* Solicitud 1
¿Puedes citar textualmente el fragmento sobre los toros durante el franquismo desde "Por otra parte, los" hasta "un ardid publicitario."?

Por todo esto, durante el franquismo a los toros se les atribuyó carácter nacional y patriótico, cosa que venía rodada, y que, en buena medida, había señalado en su libro, Taurofilia racial, Fernando Villalón, el ganadero poeta, Conde de Miraflores, que acabó renegando de su clase y de su estirpe. No fue el franquismo el primero en atribuir a las corridas virtudes heroicas propias de la raza; pero lo subrayó. Desde este punto de vista y, al ser los vencedores los depositarios del patriotismo, la izquierda quedaba excluida de los toros. La realidad no era así, mas lo parecía al radicalizarse la Fiesta como signo de identidad española, que es lo que ahora ocurre en la parte de la Cataluña antiespañola. El caso más significativo de utilización patriótica de un torero fue el de Manolete que, sin embargo, mantuvo buenas relaciones con Indalecio Prieto cuando fue a Méjico. Ello preocupó al aparato de propaganda del franquismo que se esforzó en apuntalar y difundir una imagen del infortunado torero leal al régimen. El episodio de Manuel Rodríguez negándose a torear en «la México» mientras ondease en los mástiles la bandera republicana, tiene algo de verdad y mucho de intencionada confusión; entre otras cosas porque, al parecer, la bandera republicana nunca ondeó en la México, según se deduce del testimonio de los viejos aficionados mejicanos. Personas afines a Indalecio Prieto, han referido el suceso de muy distinta manera. Fue éste quien, para evitarle problemas al torero en una cena con parte de la colonia española, sugirió que no se pusieran banderas de ningún tipo. Esta versión podría estar indirectamente avalada en Los toros en la guerra española, de Julio Urrutia, quien, sin negar el episodio patriótico de la bandera, atribuye a Prieto la siguiente frase muy mal acogida por muchos exiliados: «Manolete es el único español que ha hecho algo importante aquí desde Hernán Cortés». El aparato de propaganda franquista, alarmado por esta deriva de las relaciones del diestro con el exilio, convirtió una cortesía privada de Prieto en exigencia pública del torero cordobés.
Por otra parte, los toreros haciendo el saludo fascista al iniciar el paseillo, son signo de la época y no un símbolo específico. La imagen brazo en alto en el portón de cuadrillas, no dice más, ni tampoco menos, de 10 que pueda proclamar la imagen de curas, obispos y sacristanes con idéntico ademán, a la puerta de los templos en los que entraba Franco bajo palio. Hubo toreros hijos de familias represaliadas de una rojez cautelosa como Marcos de Celis, Antonio Chenel Antoñete o Manolo González; otros, totalmente escépticos como Paco Camino, y otros decididamente desclasados, como Manuel Benítez, el Cordobés, que se aficionó enseguida a las monterías de Franco, Caudillo de España. La leyenda de benefactor de los pobres y de robagallinas, con que rodeó al torero de Palma del Río el genio propagandístico de El Pipo no pasa de ser, al parecer, un ardid publicitario.

* Registros de origen
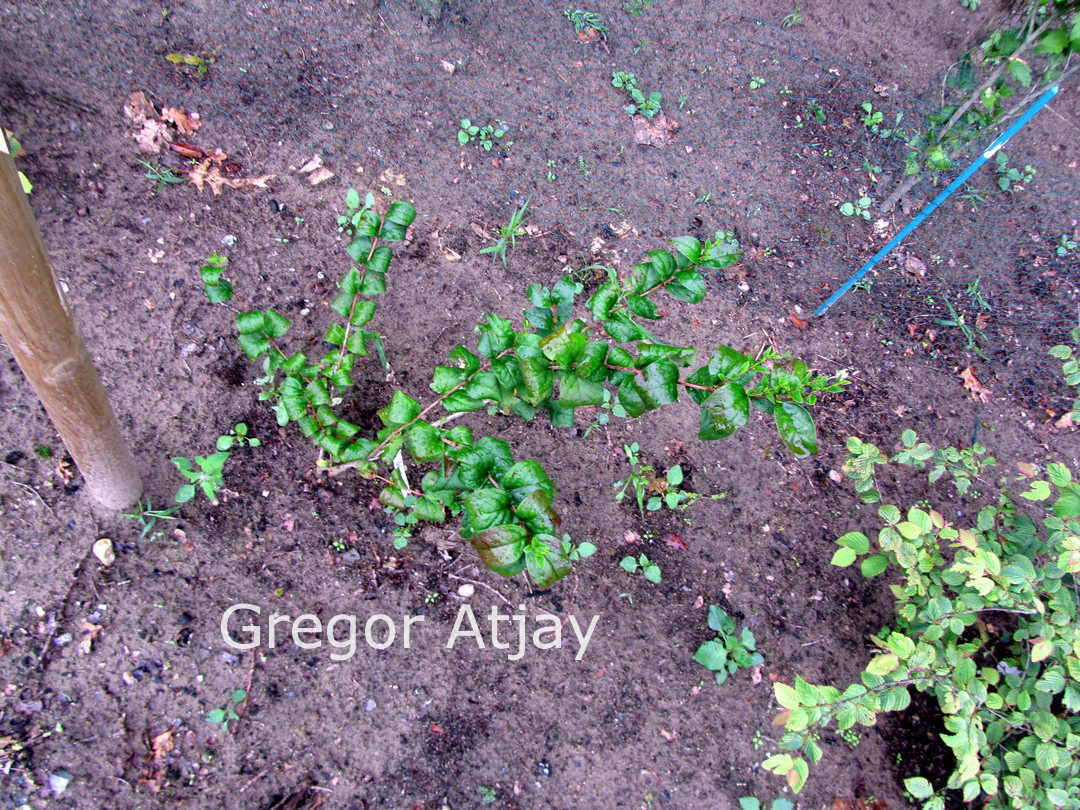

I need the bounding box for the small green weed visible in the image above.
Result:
[458,118,507,152]
[562,535,596,563]
[206,689,247,731]
[780,0,802,28]
[693,605,765,684]
[172,453,230,504]
[217,422,262,450]
[739,796,795,810]
[480,197,532,267]
[994,152,1035,194]
[619,554,662,585]
[121,498,179,540]
[563,9,607,40]
[611,70,662,119]
[840,197,874,219]
[139,160,188,194]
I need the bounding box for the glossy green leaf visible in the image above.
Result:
[772,402,818,458]
[470,524,528,577]
[378,390,420,426]
[698,382,750,441]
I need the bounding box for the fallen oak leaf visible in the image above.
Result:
[634,112,678,149]
[161,107,202,135]
[168,144,206,160]
[222,174,278,189]
[132,118,173,154]
[124,90,158,124]
[960,366,993,403]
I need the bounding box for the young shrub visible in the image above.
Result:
[764,463,1080,810]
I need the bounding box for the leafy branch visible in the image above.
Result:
[198,191,847,588]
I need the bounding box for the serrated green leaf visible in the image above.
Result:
[772,402,818,458]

* Solicitud 2
¿Puedes reproducir los registros desde la línea con "I need the bounding box for the young" hasta el final de los registros, ambos extremos incluidos, sustituyendo "shrub" por "bush" y sin cambiar nada más?

* Resultado correcto 1
Por otra parte, los toreros haciendo el saludo fascista al iniciar el paseillo, son signo de la época y no un símbolo específico. La imagen brazo en alto en el portón de cuadrillas, no dice más, ni tampoco menos, de 10 que pueda proclamar la imagen de curas, obispos y sacristanes con idéntico ademán, a la puerta de los templos en los que entraba Franco bajo palio. Hubo toreros hijos de familias represaliadas de una rojez cautelosa como Marcos de Celis, Antonio Chenel Antoñete o Manolo González; otros, totalmente escépticos como Paco Camino, y otros decididamente desclasados, como Manuel Benítez, el Cordobés, que se aficionó enseguida a las monterías de Franco, Caudillo de España. La leyenda de benefactor de los pobres y de robagallinas, con que rodeó al torero de Palma del Río el genio propagandístico de El Pipo no pasa de ser, al parecer, un ardid publicitario.

* Resultado correcto 2
I need the bounding box for the young bush visible in the image above.
Result:
[764,463,1080,810]
I need the bounding box for the leafy branch visible in the image above.
Result:
[198,191,847,588]
I need the bounding box for the serrated green leaf visible in the image above.
Result:
[772,402,818,458]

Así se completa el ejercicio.